-- Information provided --
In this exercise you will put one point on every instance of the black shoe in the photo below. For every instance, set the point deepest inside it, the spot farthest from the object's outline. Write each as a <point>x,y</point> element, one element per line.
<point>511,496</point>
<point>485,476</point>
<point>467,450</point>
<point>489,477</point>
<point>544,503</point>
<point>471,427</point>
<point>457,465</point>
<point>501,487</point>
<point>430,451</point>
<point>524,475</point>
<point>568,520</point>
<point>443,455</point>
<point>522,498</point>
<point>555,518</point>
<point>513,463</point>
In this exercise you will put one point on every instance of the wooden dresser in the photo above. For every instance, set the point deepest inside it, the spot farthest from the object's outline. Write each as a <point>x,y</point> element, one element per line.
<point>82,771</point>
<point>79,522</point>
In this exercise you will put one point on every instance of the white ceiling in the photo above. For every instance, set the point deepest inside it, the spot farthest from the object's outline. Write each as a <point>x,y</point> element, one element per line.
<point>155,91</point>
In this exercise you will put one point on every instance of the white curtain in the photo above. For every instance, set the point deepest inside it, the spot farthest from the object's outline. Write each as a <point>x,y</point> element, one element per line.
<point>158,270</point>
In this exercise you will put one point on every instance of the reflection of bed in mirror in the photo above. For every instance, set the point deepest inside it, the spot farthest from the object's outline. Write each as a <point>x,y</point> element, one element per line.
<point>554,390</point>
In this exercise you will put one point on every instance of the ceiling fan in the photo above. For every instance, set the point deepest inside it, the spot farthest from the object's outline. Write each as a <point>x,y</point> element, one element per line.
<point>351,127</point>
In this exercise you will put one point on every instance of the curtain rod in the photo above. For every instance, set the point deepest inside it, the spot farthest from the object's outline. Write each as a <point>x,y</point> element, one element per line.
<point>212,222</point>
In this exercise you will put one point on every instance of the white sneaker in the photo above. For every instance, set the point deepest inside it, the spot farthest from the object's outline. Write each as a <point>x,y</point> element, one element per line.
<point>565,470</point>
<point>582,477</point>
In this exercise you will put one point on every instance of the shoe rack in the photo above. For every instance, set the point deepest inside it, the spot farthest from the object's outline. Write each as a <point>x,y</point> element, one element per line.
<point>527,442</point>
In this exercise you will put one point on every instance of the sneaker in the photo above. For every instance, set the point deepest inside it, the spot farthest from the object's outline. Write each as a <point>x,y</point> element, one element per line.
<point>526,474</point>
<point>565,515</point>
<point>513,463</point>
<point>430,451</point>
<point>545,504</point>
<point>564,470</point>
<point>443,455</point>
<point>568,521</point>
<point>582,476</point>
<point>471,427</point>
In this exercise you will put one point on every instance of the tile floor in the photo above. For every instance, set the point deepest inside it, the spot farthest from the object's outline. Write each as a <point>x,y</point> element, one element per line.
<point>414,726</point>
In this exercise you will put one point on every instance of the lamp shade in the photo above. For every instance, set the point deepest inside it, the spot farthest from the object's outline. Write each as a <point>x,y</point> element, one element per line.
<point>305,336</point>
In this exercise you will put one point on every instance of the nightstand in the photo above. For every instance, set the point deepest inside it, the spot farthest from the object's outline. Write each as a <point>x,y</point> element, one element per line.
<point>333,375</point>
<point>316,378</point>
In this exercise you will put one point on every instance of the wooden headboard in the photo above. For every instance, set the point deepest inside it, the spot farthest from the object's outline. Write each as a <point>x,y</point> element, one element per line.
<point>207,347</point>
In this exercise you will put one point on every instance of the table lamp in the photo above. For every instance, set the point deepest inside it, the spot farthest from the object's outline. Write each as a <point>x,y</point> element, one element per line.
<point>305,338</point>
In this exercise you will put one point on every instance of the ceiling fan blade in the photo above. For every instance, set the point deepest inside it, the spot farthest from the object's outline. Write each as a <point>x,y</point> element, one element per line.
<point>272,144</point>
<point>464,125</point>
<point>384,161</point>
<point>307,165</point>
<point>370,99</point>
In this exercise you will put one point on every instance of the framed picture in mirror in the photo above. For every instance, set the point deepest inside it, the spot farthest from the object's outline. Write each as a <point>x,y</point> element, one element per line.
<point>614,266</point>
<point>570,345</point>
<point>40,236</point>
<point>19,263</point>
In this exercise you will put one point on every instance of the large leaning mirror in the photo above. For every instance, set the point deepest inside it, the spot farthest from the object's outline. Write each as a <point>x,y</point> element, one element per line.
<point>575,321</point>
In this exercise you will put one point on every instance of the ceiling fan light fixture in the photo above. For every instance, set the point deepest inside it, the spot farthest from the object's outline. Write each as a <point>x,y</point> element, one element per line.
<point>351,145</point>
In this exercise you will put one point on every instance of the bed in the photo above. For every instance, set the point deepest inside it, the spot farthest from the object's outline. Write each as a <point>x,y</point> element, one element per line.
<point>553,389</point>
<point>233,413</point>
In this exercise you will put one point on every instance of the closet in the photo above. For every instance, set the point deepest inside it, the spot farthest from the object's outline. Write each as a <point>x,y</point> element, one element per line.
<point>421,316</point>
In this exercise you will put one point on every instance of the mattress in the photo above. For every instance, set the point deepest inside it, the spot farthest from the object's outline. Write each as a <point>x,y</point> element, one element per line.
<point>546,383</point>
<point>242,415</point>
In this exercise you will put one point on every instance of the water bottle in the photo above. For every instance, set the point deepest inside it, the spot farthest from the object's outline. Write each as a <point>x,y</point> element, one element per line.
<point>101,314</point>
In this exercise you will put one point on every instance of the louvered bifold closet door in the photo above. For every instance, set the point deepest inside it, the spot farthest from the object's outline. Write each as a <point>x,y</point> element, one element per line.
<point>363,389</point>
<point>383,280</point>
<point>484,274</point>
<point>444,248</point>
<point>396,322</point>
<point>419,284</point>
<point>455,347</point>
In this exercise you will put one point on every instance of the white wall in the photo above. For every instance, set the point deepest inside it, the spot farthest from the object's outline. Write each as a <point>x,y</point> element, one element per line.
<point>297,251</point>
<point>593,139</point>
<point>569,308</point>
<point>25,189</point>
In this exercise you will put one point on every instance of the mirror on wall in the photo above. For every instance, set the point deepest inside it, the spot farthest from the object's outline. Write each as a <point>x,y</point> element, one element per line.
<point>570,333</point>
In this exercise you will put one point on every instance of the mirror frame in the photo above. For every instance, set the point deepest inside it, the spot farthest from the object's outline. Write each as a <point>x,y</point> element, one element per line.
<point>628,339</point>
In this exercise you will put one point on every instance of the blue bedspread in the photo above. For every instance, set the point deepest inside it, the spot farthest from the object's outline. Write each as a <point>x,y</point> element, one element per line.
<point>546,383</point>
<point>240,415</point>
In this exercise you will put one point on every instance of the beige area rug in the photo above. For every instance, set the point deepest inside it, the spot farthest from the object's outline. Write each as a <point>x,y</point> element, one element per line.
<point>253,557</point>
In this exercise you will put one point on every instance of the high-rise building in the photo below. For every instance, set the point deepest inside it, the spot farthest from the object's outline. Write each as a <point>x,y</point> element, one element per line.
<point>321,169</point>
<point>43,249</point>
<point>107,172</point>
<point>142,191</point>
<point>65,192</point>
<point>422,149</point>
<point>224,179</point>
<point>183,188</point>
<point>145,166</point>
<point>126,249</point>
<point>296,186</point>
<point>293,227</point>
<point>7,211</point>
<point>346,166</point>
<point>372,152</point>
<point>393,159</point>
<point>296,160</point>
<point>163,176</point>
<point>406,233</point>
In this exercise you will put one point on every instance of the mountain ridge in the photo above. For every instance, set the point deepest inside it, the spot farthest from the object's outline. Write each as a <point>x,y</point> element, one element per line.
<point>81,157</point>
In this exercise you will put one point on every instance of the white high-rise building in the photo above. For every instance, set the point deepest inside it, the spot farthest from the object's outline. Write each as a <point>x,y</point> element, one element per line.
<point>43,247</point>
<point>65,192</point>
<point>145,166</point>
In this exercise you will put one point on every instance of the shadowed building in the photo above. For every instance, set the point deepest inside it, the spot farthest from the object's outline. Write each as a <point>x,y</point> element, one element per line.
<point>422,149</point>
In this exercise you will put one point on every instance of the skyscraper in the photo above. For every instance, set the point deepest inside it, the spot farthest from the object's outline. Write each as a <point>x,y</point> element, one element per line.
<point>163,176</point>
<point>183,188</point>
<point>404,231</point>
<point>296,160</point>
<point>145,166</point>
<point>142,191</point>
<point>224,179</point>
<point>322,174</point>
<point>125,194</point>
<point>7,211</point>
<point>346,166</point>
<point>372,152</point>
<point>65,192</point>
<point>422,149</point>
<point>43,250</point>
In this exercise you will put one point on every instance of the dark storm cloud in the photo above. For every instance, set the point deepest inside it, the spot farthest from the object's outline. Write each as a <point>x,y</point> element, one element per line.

-- What this task involves --
Write out exactly the lines starting with the one that holds "of the shadowed" and running through the last line above.

-- Response area --
In this exercise you will put one point on every instance of the shadowed building in the photo above. For every instance, set the point deepest inside it, the spot farthest from the object's outline. Write each as a <point>x,y</point> element, one element per line.
<point>422,149</point>
In this exercise you will put one point on every instance of the skyscraper in the photo above. For every instance, set the point deepest inside it, the spot farthest from the object's outline. Write each as a <point>x,y</point> element, one element per line.
<point>163,176</point>
<point>183,188</point>
<point>404,231</point>
<point>296,160</point>
<point>145,166</point>
<point>142,191</point>
<point>224,179</point>
<point>322,174</point>
<point>125,194</point>
<point>7,211</point>
<point>346,166</point>
<point>372,152</point>
<point>65,192</point>
<point>422,149</point>
<point>43,250</point>
In this exercise you will put one point on every instance of the dark storm cloud in the photo above. For every instance, set the point deepest inside it, the spot farthest from the object's outline. Write each as a <point>x,y</point> element, one element per line.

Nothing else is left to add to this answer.